Without any images, write the listing below out word for word.

:: Data provided ::
· · · ·

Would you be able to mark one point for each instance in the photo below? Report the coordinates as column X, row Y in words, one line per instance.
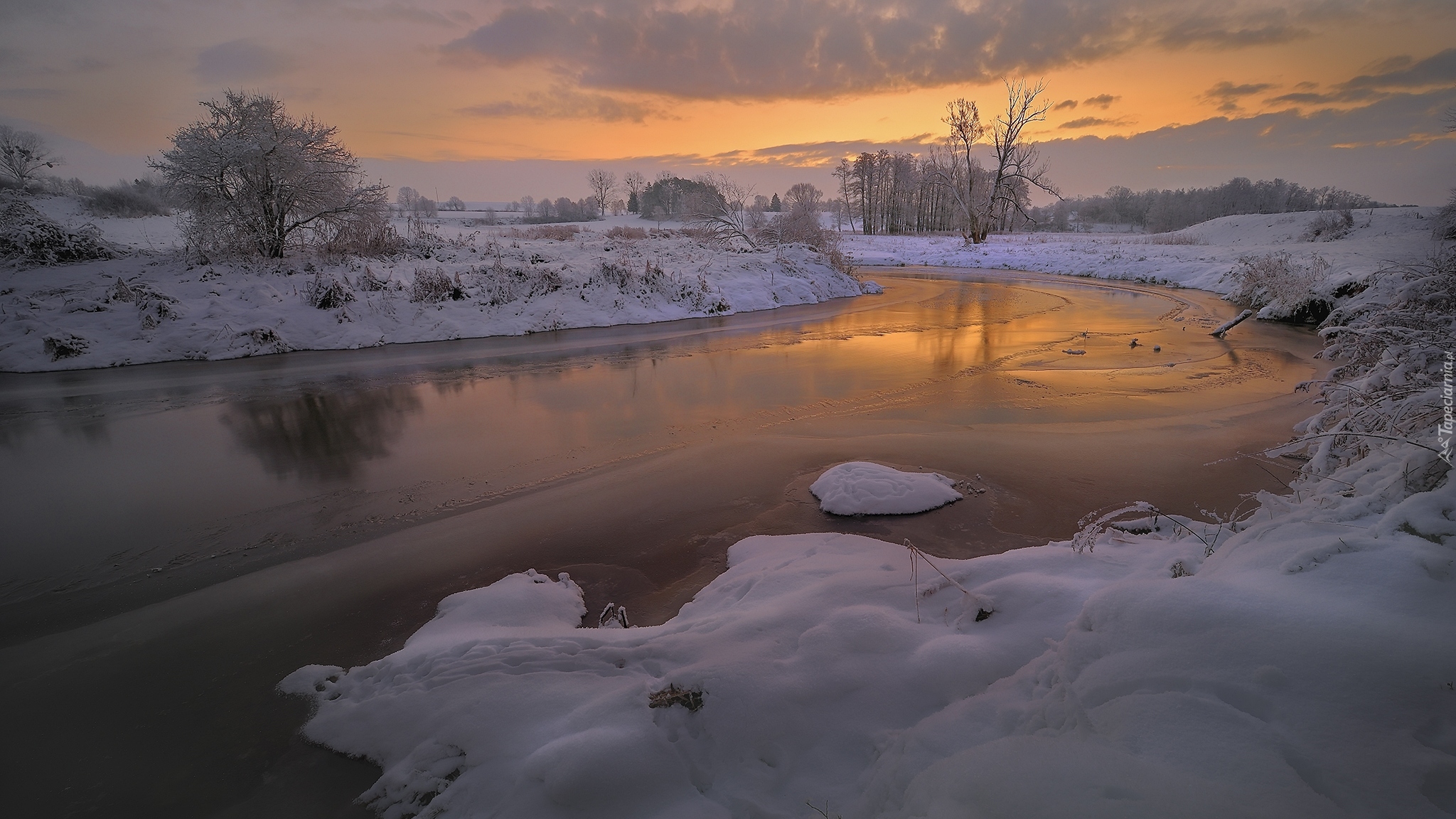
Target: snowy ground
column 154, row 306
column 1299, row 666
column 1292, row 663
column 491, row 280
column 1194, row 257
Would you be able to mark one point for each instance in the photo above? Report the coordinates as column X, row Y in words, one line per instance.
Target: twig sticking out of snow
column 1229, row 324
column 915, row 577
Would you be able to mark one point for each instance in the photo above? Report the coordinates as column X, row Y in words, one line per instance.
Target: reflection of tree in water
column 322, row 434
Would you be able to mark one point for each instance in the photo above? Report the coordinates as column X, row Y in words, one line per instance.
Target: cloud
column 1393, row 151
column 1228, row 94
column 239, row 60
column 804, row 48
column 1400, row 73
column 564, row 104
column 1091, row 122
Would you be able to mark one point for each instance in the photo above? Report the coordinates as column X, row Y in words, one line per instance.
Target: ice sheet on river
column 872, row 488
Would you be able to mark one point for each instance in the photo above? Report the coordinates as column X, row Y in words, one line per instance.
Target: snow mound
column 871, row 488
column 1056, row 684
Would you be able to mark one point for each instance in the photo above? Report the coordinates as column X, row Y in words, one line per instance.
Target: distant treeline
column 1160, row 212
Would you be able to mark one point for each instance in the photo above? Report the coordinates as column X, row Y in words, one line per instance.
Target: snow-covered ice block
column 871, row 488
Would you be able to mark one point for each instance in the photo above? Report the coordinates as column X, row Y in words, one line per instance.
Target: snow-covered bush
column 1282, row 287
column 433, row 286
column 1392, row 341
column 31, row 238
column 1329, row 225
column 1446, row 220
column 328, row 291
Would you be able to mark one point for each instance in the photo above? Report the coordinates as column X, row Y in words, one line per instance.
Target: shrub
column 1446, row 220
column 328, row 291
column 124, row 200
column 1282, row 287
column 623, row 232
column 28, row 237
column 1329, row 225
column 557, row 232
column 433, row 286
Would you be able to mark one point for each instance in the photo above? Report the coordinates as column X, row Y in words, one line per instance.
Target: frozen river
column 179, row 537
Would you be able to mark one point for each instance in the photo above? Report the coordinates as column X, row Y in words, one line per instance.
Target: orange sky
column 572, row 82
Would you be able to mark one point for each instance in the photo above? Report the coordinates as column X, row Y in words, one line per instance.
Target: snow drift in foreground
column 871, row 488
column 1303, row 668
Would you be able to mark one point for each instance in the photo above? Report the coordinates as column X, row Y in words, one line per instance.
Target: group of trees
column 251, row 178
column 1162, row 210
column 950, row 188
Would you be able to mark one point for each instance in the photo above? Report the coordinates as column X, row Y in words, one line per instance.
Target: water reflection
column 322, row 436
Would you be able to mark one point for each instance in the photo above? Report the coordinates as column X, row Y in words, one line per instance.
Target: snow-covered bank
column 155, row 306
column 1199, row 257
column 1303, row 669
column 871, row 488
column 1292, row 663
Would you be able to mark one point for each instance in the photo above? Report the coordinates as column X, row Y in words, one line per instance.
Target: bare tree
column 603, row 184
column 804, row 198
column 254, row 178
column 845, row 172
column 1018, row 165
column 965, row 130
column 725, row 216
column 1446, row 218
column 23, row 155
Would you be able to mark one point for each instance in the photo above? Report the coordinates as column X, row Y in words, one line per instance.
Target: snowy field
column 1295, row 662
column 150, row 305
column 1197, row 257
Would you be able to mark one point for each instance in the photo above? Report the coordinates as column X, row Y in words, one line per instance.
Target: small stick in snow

· · · ·

:: Task response ::
Would you be able to mark one point for each instance in the photo below? Report the coordinates as column X, row Y in words, one line per instance.
Target: snowy ground
column 154, row 306
column 1299, row 666
column 1292, row 663
column 491, row 280
column 1194, row 257
Would you be able to mark one point for each instance in the photo above? Report the coordinates as column X, row Y in words, one line per instance.
Target: twig sticking out of snow
column 1229, row 324
column 915, row 577
Would you be able to mark one point for each instance in the photo above? Report the coordinates as column X, row Y in words, one line per instance.
Target: reflection of tree in water
column 322, row 434
Would you be able to mark one point for each instance in the photo above? Report the coordinates as column X, row Y in words, one line per instance.
Target: cloud
column 1393, row 151
column 1228, row 94
column 239, row 60
column 804, row 48
column 1400, row 73
column 564, row 104
column 1091, row 122
Would you be able to mark one point for each instance in the photo above? Report the coordinates as column X, row Y in words, one line per instance.
Target: ice sheet on river
column 872, row 488
Would you be able to mark one point for each instance in the photo above? Report the coordinates as column X, row Y in words, one line per instance.
Target: snow mound
column 871, row 488
column 1056, row 684
Would you be able to mark one point for each instance in the photo above? Report the coordinates as column X, row Y in words, one line per instance.
Target: distant treeline
column 1160, row 212
Would you be able to mark one point for each instance in the photo above? Report the coordinates as column X, row Y in words, one line per instance.
Target: snow-covered ice block
column 871, row 488
Would you be able to mark one point for each instance in the photo above? Report the coordinates as column X, row Y in words, one line per instance.
Target: snow-covered bush
column 1282, row 287
column 433, row 286
column 1392, row 341
column 31, row 238
column 1329, row 225
column 1446, row 220
column 328, row 291
Would you be able to mark one point for each instance in the photo above? Report the coordinates as column X, row Y in words, one line per instance.
Target: shrub
column 1446, row 220
column 328, row 291
column 124, row 200
column 1282, row 287
column 623, row 232
column 28, row 237
column 1329, row 225
column 557, row 232
column 433, row 286
Would you be able to mark one point for each instance in the photo above? Report the coordinates as column X, row Y in words, one line per instance.
Target: frozen river
column 179, row 537
Would you be able to mark one point for each instance in the photo above? Report the coordinates as column X, row Y in words, one line per instance.
Target: orange sky
column 572, row 82
Would you be able to mark one point for each instance in the photo above? Report the coordinates as column X, row Y in words, one line per instance.
Target: snow drift in foreground
column 871, row 488
column 1303, row 668
Would you be able to mark one point for each instance in the photo above? Report the coordinates as column X, row Y in words, one line per instance.
Target: group of trees
column 251, row 178
column 1162, row 210
column 950, row 188
Would you be able to mark one point for each instance in the photo above? Report the coordinates as column X, row Y in words, one line per instance.
Target: water reflection
column 322, row 436
Would you be able to mark one point for each instance in the photo above? Report the coordinates as column X, row Y in words, one line per instance.
Target: snow-covered bank
column 155, row 306
column 1199, row 257
column 1303, row 669
column 871, row 488
column 1292, row 663
Would you be able to mark one point for each instance in the photo above? Report the coordinates as column X, row Y in words, one line per instance.
Target: bare tree
column 603, row 184
column 804, row 198
column 254, row 178
column 845, row 172
column 1018, row 165
column 965, row 130
column 725, row 216
column 1446, row 218
column 23, row 155
Would you be able to mark one point for each instance in the photo above? Report the coordinates as column X, row Y in words, one line per instance.
Target: snowy field
column 1295, row 662
column 150, row 305
column 1197, row 257
Would you be able to mark one point for each instance in the photo above? Report the coordinates as column X, row Y in words, one line per instance.
Target: small stick in snow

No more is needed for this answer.